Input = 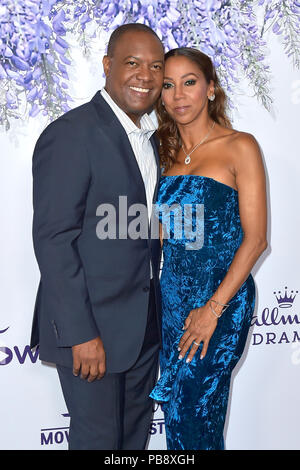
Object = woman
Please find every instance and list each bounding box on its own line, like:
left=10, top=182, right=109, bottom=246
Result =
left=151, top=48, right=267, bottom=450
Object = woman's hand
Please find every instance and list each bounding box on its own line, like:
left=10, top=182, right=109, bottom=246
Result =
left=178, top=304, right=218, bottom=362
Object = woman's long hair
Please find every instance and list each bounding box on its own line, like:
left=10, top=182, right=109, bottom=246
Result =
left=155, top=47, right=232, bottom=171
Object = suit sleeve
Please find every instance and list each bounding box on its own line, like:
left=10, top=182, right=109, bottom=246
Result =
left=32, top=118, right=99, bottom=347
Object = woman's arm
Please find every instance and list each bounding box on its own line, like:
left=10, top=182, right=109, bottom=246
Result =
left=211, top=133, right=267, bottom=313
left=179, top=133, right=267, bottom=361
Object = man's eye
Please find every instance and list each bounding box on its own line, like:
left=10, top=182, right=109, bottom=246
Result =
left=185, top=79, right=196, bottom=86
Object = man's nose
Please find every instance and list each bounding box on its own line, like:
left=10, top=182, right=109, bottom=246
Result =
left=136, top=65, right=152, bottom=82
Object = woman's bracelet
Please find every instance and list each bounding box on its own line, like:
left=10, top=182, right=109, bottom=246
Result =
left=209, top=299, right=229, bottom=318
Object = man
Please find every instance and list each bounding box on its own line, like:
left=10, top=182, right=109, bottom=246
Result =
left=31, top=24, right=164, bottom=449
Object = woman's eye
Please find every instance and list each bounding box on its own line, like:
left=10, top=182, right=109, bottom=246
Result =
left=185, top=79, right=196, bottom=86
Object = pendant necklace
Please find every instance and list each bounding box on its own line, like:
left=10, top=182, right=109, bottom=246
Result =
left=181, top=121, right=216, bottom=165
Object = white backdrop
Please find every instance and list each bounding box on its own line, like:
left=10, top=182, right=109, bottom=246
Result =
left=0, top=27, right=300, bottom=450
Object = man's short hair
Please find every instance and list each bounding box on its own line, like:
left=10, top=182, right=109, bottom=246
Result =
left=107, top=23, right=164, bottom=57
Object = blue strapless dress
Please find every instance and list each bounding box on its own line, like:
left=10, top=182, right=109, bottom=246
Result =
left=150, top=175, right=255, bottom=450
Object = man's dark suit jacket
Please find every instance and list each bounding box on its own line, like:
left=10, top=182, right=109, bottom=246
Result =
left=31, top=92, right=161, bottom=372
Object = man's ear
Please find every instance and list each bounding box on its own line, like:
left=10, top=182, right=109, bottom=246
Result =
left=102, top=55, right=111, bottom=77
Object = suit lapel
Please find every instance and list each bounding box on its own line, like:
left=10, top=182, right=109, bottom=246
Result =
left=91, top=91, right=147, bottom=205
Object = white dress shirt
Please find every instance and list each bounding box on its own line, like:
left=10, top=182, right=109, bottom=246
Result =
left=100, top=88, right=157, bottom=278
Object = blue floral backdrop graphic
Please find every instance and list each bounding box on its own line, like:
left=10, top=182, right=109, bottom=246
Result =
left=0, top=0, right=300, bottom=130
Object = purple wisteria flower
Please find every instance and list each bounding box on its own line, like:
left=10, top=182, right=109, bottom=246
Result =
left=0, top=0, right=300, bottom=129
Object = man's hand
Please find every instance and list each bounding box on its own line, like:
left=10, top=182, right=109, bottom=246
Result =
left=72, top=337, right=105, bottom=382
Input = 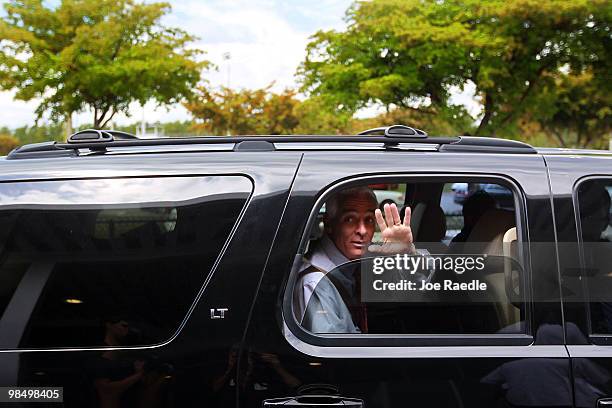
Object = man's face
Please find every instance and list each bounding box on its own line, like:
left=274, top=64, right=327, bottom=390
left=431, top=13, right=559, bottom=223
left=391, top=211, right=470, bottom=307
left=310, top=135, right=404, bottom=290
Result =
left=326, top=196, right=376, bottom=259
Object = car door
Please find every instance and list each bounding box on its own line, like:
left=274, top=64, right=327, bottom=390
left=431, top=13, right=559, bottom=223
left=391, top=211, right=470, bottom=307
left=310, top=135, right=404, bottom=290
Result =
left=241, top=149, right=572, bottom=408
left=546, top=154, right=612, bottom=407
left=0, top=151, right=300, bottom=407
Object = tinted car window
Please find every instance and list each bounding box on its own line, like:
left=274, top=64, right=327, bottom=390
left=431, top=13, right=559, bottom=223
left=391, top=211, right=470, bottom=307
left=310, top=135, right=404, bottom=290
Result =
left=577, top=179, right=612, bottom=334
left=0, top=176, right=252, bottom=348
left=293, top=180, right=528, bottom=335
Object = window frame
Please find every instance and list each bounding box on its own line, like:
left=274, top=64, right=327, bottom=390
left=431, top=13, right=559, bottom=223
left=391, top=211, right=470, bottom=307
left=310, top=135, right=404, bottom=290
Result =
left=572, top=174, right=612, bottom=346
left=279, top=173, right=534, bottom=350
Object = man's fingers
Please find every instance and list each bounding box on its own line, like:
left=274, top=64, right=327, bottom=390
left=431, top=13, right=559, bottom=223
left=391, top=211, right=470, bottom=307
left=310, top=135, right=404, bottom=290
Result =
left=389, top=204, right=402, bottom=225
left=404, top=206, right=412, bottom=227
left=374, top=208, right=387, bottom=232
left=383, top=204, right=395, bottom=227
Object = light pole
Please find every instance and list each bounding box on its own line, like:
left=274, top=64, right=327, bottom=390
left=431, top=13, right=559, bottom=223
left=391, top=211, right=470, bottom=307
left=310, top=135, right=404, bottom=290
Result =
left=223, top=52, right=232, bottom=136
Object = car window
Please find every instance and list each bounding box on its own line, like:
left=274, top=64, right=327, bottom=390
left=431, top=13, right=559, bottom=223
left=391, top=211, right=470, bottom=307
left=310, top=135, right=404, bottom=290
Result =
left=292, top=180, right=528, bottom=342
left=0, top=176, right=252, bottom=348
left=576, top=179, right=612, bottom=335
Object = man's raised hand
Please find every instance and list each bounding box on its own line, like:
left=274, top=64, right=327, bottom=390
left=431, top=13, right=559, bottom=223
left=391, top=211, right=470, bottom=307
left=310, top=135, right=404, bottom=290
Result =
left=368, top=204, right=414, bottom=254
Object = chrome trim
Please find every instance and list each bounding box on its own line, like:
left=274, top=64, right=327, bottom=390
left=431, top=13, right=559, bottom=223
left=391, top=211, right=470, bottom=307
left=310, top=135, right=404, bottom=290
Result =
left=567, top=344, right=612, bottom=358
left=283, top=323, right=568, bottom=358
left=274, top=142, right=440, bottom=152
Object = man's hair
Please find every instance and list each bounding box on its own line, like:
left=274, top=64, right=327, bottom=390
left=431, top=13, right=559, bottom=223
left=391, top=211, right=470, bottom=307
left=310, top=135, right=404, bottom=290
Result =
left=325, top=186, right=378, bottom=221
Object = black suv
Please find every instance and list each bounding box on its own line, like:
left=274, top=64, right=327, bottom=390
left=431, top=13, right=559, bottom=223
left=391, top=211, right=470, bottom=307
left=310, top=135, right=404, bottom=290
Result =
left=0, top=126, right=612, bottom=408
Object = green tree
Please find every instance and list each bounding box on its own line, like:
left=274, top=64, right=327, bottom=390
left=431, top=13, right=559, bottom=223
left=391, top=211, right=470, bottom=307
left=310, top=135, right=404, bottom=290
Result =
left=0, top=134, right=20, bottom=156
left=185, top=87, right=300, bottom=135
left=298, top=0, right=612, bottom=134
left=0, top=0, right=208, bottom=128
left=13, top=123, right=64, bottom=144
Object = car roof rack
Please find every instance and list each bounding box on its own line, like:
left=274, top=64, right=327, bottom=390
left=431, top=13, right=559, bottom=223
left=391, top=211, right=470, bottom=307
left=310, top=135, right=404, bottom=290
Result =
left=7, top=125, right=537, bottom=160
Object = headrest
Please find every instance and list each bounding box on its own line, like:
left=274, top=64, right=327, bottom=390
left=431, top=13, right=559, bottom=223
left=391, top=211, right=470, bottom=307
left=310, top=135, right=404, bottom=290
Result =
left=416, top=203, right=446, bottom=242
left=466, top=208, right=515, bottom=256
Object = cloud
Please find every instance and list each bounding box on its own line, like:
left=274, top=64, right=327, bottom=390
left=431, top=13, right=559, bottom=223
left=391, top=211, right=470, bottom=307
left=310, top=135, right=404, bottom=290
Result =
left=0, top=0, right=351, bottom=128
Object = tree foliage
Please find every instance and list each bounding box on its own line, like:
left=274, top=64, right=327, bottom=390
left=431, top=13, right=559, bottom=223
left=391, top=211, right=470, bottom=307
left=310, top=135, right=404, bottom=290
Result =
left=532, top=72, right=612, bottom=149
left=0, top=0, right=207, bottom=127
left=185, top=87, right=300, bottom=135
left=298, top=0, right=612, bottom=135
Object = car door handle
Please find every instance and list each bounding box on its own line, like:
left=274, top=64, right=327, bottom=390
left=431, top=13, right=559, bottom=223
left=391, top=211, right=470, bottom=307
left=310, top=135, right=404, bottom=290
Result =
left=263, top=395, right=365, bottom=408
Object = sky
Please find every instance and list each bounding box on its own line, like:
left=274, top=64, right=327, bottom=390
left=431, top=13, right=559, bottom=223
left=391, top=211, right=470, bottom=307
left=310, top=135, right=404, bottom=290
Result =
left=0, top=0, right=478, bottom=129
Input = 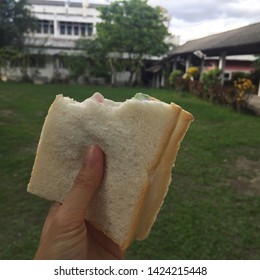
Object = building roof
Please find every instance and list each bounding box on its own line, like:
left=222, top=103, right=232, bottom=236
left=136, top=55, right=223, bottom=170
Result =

------------------------------------------------------------------------

▶ Short problem: Write out, word for word, the lines of the entries from the line with "Object = pendant necklace" up to and including the line with "left=0, top=0, right=300, bottom=130".

▶ Solution for this task:
Object = pendant necklace
Please find every instance and list each bounding box on its own line, like:
left=10, top=182, right=109, bottom=246
Result =
left=181, top=121, right=216, bottom=165
Object = white backdrop
Please find every instance and list each bounding box on its own line, like:
left=10, top=182, right=109, bottom=246
Result =
left=0, top=27, right=300, bottom=450
Object = man's short hair
Please find every instance and list each bounding box on its own line, like:
left=10, top=182, right=109, bottom=246
Result =
left=107, top=23, right=164, bottom=57
Object = blue strapless dress
Please find every instance and list each bounding box on its own line, like:
left=10, top=182, right=109, bottom=246
Result =
left=150, top=175, right=255, bottom=450
Object = man's dark suit jacket
Please find every instance and list each bounding box on its own line, like:
left=10, top=182, right=109, bottom=246
Result =
left=31, top=92, right=161, bottom=372
Object = man's ear
Please find every instance and list each bounding box on its own line, like:
left=10, top=182, right=109, bottom=246
Result =
left=102, top=55, right=111, bottom=77
Object = suit lapel
Please find every instance and list each bounding box on its own line, like:
left=10, top=182, right=109, bottom=246
Result =
left=91, top=91, right=147, bottom=205
Object = white dress shirt
Please find every instance and list each bounding box on its own line, like:
left=10, top=182, right=109, bottom=246
Result =
left=100, top=88, right=157, bottom=278
Object = blue floral backdrop graphic
Please find every instance and list each bounding box on its own line, like:
left=10, top=182, right=109, bottom=246
Result =
left=0, top=0, right=300, bottom=130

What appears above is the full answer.